• [Exercise aim] Scan the entries for lines with "below" and say how many there are, with nothing more.

• [Recorded information]
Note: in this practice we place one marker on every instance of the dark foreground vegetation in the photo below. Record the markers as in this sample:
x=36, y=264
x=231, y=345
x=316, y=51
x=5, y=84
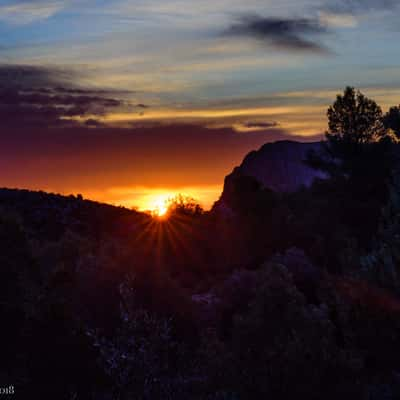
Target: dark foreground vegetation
x=283, y=296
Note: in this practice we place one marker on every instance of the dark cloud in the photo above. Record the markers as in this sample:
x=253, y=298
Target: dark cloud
x=35, y=96
x=359, y=6
x=297, y=34
x=171, y=155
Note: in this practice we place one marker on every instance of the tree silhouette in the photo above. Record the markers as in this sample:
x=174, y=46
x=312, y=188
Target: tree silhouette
x=354, y=138
x=391, y=120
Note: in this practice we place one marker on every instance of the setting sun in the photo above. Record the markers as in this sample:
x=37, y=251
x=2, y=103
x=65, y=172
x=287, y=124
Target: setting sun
x=158, y=203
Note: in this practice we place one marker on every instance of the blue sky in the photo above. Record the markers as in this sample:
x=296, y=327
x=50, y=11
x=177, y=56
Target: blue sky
x=236, y=64
x=180, y=53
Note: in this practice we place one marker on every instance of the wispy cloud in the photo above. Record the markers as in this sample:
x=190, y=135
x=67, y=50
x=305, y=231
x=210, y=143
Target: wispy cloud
x=25, y=12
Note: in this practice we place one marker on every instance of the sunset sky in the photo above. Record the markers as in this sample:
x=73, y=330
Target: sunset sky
x=124, y=101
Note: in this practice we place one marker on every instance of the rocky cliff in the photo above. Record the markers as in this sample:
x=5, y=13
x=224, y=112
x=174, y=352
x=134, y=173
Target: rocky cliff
x=278, y=166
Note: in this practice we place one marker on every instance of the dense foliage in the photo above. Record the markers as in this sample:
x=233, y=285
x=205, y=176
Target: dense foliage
x=282, y=296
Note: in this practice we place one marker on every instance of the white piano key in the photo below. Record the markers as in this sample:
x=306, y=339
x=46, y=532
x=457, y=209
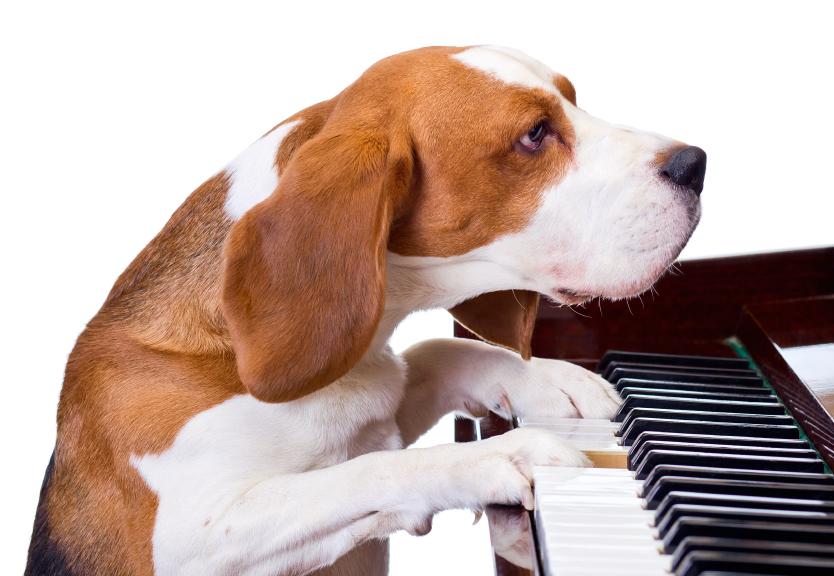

• [Exercise answer] 2